## TASK DESCRIPTION
Copy the episode text starting with "Guest appearances" and going on through "Dead (season 2)", changing "Guest appearances" to "Guest stars".

## EXERCISE TEXT

- Episode no.: Season 2 Episode 11
- Directed by: Uta Briesewitz
- Written by: Kate Erickson
- Original air date: September 11, 2016
- Running time: 43 minutes

Guest appearances
- Karen Bethzabe as Elena Reyes; Paul Calderon as Alejandro Nuñez; Raul Casso as Andrés Diaz; Danay Garcia as Luciana Galvez; Ramses Jimenez as Hector Reyes; Andres Londono as Oscar Diaz; Brenda Strong as Ilene Stowe;

Episode chronology
| ← Previous "Do Not Disturb" | Next → "Pillar of Salt" |
- Fear the Walking Dead (season 2)

= Pablo & Jessica =

"Pablo & Jessica" is the eleventh episode of the second season, and the 17th episode overall of the post-apocalyptic horror television series Fear the Walking Dead, which aired on AMC on September 11, 2016.

== Plot ==
In order to preserve La Colonia's dwindling oxycodone supplies, Nick proposes to Alejandro that they trick the Los Hermanos gang by crushing the tablets to remove the time release coating and diluting it with powdered milk, producing a greater quantity of medication that is both stronger and faster-acting but lasts a shorter period of time. This both buys the community more time before they run out and makes the pills more addictive. Alejandro is impressed with Nick's ingenuity and accepts him fully into the community by providing him with his own house. When Nick notices a wound on Alejandro's shoulder, he explains to Nick that he has been bitten by an infected but did not turn, which he believes to be a sign from God that he and his community are destined to inherit the Earth. Nick remains skeptical, but does not voice his doubts. Later that afternoon, one of the community's scouts returns and reports that Luciana's brother Pablo has been killed; Luciana is shocked at the news, and is comforted by Nick, strengthening the bond between them. That night, Luciana visits Nick, and they both begin to kiss.

Back at the hotel, Madison and Strand are shown to have escaped the hotel bar when the horde of undead swarmed the hotel, with the two of them remaining together until reuniting with Alicia and Elena. The four of them decide to meet with Oscar, the leader of the group of vengeful hotel survivors, and manage to negotiate a truce. Oscar's group and Madison's group work together to begin the job of clearing the hotel of undead. They begin by going room to room, floor by floor, but Alicia comes up with a more efficient idea of luring all of the infected off the hotel's pier and into the ocean, where the riptide current will carry them away. Despite the risk, they decide to try her plan, which they execute successfully, ridding the hotel of undead. That night, while the survivors celebrate, Strand goes to talk privately with Oscar, who is still mourning the death of his wife, who was killed in the ballroom when Elena locked the wedding guests inside. Oscar reveals that Jessica's reanimated corpse is inside one of the hotel rooms, as he wasn't able to bring himself to euthanize her. Strand comforts Oscar and convinces him to finally let his wife go; a tearful Oscar gives Strand the key to the hotel room, and Strand enters to finish her off.

## INFORMATION PROVIDED
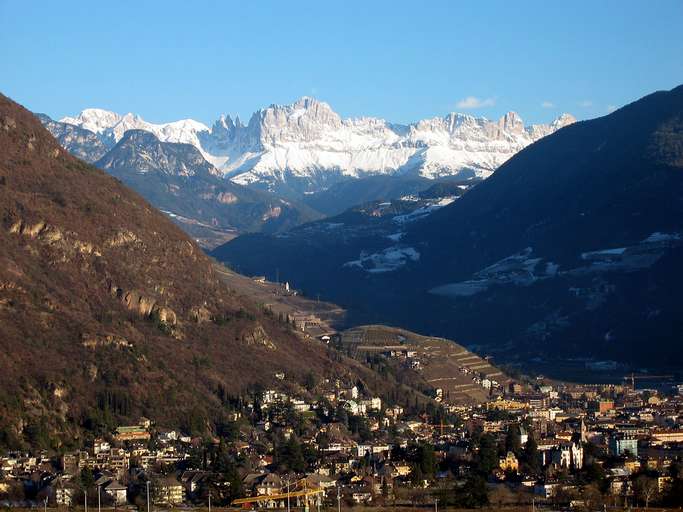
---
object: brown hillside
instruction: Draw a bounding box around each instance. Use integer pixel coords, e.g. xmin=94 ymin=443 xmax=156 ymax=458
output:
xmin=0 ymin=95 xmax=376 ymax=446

## EXERCISE RESULT
Guest stars
- Karen Bethzabe as Elena Reyes; Paul Calderon as Alejandro Nuñez; Raul Casso as Andrés Diaz; Danay Garcia as Luciana Galvez; Ramses Jimenez as Hector Reyes; Andres Londono as Oscar Diaz; Brenda Strong as Ilene Stowe;

Episode chronology
| ← Previous "Do Not Disturb" | Next → "Pillar of Salt" |
- Fear the Walking Dead (season 2)